# PROBLEM REQUIREMENTS:
Return the data exactly, but only from the line containing "of the rally" through its last line.

[Stored items from a collection]
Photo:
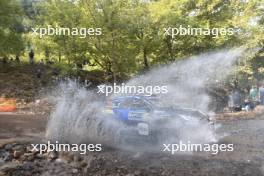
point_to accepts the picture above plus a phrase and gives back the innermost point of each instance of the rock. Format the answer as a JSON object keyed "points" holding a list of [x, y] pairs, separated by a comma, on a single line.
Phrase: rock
{"points": [[52, 155], [83, 164], [29, 156], [69, 157], [137, 172]]}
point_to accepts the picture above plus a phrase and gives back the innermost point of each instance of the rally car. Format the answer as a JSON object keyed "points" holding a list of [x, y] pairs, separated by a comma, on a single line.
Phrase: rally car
{"points": [[144, 119]]}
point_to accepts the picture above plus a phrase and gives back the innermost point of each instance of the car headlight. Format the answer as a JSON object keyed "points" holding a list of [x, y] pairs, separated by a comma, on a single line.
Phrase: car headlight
{"points": [[143, 129]]}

# SOLUTION TO THE EXERCISE:
point_to accepts the picture above plus a phrase and gives back the innermost point of each instance of the rally car. Format the answer as a JSON object keyed "points" holding a list of [x, y] pairs, separated by a comma, on a single line.
Phrase: rally car
{"points": [[144, 119]]}
point_to accepts the picture above plus a phrase and gives back the innermost point of each instance of the car headlight. Format the answer as a JSON object keyed "points" holding a list of [x, y] pairs, separated by a comma, on a single line.
Phrase: car headlight
{"points": [[143, 129]]}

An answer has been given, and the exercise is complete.